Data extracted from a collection

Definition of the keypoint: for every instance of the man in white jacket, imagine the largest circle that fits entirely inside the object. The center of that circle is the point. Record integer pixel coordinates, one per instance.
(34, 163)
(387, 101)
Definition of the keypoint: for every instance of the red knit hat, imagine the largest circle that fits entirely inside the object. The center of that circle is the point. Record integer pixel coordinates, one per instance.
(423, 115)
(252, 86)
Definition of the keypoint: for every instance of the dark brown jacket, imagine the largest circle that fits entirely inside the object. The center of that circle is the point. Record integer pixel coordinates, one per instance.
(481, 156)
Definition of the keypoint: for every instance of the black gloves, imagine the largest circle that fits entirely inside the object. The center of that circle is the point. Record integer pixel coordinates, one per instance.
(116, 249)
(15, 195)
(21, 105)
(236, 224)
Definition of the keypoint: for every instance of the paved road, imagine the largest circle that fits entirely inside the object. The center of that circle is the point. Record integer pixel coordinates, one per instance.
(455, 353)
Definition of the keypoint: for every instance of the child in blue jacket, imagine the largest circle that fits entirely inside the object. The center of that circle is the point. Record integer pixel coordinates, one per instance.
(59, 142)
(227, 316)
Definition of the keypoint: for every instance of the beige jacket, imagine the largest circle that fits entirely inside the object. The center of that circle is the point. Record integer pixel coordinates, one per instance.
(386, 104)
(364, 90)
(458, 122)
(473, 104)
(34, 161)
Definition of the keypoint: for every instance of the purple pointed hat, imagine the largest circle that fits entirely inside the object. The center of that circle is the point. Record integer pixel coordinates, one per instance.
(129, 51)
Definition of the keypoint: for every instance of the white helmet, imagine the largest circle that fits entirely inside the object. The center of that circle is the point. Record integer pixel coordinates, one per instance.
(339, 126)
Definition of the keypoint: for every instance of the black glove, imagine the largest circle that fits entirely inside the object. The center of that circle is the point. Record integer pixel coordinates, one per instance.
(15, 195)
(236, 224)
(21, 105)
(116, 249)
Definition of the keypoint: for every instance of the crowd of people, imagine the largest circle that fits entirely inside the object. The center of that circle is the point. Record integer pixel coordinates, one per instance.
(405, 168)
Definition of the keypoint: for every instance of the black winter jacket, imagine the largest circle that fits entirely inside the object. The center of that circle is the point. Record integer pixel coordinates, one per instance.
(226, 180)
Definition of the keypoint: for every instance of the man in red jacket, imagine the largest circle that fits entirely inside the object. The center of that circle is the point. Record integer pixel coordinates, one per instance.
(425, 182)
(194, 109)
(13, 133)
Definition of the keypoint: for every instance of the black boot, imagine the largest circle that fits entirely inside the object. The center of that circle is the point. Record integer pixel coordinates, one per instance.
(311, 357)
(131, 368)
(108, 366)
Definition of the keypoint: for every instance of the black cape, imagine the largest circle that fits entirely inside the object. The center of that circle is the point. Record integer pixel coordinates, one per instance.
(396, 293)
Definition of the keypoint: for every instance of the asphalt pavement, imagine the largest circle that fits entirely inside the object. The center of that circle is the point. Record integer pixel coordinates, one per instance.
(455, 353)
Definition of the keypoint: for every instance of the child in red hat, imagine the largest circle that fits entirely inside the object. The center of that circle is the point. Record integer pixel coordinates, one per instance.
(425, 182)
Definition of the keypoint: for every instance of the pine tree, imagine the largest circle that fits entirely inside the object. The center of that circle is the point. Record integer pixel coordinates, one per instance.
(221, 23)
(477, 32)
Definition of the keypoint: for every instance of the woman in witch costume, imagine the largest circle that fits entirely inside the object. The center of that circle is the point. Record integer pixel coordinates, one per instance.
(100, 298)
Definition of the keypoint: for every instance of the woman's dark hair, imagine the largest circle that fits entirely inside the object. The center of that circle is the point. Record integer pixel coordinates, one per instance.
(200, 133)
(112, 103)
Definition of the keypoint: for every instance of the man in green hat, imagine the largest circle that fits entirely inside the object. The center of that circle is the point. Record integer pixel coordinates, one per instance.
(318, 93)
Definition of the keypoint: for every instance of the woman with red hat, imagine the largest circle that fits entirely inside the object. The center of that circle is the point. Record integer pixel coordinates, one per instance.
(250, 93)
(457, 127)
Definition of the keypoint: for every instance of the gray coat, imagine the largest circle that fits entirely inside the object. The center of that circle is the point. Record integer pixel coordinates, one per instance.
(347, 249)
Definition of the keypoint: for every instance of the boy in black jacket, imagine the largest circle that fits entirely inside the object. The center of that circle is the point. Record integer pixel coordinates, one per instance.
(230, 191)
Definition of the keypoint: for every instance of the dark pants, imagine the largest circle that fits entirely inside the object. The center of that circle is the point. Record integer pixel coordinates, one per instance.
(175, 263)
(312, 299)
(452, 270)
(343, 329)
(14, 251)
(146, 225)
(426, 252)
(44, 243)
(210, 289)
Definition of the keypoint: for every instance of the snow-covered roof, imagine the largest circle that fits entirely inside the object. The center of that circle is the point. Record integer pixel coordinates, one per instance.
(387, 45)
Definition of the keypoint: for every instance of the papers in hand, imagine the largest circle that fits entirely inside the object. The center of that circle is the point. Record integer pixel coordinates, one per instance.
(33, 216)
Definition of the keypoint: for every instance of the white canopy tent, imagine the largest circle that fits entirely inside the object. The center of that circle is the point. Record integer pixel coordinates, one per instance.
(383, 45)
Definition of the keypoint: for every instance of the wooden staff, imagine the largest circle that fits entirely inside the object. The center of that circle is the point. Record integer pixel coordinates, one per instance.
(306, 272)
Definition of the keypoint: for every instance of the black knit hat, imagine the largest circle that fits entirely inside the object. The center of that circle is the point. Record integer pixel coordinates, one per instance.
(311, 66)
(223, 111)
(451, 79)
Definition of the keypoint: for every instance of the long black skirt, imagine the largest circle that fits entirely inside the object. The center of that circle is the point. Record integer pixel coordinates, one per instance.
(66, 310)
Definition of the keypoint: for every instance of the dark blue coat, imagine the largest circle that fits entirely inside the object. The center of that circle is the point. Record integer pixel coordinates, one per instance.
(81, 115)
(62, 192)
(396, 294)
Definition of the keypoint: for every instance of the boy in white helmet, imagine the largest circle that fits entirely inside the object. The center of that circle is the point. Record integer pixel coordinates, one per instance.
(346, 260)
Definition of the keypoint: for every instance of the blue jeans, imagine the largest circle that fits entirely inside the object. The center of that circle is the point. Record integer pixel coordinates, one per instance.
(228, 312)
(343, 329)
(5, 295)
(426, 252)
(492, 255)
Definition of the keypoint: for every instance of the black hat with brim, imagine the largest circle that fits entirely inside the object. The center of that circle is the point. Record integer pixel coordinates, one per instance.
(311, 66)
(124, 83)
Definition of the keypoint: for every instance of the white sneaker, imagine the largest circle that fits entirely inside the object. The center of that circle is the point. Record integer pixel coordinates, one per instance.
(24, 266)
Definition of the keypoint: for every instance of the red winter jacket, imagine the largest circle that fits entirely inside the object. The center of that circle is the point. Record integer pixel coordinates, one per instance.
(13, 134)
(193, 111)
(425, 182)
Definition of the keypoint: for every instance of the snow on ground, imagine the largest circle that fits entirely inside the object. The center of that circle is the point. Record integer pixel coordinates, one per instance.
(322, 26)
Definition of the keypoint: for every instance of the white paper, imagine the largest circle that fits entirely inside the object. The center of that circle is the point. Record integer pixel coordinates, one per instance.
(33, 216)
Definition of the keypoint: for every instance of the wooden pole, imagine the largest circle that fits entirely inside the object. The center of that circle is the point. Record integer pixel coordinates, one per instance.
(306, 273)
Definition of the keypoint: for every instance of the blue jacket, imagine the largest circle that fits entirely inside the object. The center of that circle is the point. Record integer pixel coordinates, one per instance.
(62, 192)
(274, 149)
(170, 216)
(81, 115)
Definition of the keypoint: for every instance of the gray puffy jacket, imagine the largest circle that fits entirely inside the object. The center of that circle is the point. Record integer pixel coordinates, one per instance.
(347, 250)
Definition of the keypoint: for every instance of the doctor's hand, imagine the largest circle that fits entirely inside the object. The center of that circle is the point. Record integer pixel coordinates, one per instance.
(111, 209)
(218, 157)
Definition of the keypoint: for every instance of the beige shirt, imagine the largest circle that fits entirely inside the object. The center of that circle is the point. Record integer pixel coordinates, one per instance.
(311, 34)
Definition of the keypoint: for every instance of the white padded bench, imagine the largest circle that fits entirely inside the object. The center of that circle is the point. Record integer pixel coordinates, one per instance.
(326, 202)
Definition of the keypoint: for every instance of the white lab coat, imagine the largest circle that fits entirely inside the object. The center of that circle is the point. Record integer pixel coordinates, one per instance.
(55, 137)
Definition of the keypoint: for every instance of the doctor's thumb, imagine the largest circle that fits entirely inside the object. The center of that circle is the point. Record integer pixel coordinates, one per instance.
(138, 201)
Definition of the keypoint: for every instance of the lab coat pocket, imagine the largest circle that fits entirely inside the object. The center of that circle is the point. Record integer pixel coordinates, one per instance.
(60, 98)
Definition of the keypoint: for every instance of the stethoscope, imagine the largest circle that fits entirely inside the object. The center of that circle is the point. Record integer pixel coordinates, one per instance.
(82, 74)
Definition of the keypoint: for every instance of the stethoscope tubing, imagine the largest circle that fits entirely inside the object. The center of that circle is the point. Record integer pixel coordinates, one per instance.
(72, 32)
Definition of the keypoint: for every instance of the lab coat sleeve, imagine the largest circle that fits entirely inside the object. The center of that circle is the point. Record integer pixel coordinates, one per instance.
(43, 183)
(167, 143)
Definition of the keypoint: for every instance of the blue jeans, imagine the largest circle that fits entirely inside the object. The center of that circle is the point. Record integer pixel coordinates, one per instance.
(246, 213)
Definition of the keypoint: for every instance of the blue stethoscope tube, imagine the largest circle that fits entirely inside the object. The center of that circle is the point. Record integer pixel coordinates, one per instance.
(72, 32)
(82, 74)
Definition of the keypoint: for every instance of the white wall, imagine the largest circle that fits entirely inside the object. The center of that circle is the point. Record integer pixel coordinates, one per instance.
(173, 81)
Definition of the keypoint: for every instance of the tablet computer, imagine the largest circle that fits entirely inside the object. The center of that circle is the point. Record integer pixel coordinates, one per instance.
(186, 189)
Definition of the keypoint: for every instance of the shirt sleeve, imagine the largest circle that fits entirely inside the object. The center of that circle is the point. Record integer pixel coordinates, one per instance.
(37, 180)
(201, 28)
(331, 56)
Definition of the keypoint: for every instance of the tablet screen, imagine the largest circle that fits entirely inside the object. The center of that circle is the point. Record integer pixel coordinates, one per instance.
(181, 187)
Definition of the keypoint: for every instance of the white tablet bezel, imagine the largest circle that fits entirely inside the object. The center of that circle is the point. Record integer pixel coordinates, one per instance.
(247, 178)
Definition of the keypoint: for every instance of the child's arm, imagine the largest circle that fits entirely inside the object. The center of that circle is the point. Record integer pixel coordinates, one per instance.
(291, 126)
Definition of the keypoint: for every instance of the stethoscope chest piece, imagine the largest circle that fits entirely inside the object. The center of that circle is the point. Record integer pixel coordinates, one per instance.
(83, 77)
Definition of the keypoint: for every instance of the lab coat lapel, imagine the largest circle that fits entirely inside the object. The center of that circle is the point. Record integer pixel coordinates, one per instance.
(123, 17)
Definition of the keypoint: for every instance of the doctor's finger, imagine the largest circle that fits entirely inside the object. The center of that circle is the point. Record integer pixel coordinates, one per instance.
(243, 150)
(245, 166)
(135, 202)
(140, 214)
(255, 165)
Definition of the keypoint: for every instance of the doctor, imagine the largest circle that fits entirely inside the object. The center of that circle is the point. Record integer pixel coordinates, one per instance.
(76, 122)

> **PROBLEM REQUIREMENTS**: After locating the line with "the stethoscope chest" in the records above, please set down that line and all later ones exactly, and no other line.

> **OUTPUT FOR THIS EXERCISE**:
Definition of the keypoint: for every instance of the stethoscope chest piece, imagine the largest circle that fits entirely inside the object. The center of that circle is the point. Record integer pixel coordinates, one per instance.
(83, 77)
Definition of the keypoint: for every instance of the lab coat lapel, imagine the largest circle that fits entirely inside the object. The center of that circle is the point. Record integer pixel coordinates, one per instance.
(123, 17)
Definition of the keypoint: for every instance of the doctor's finger, imagine the largest circle that fits entirely inside the object. The center of that circle is the point. Record integer pixel coordinates, one per instance.
(243, 150)
(245, 166)
(135, 202)
(140, 214)
(255, 165)
Definition of the keypoint: for every instance of the doctor, imagine the largest circle that fits entirely inside the object. The center of that circle is the point. Record integer pixel coordinates, one per instance.
(76, 122)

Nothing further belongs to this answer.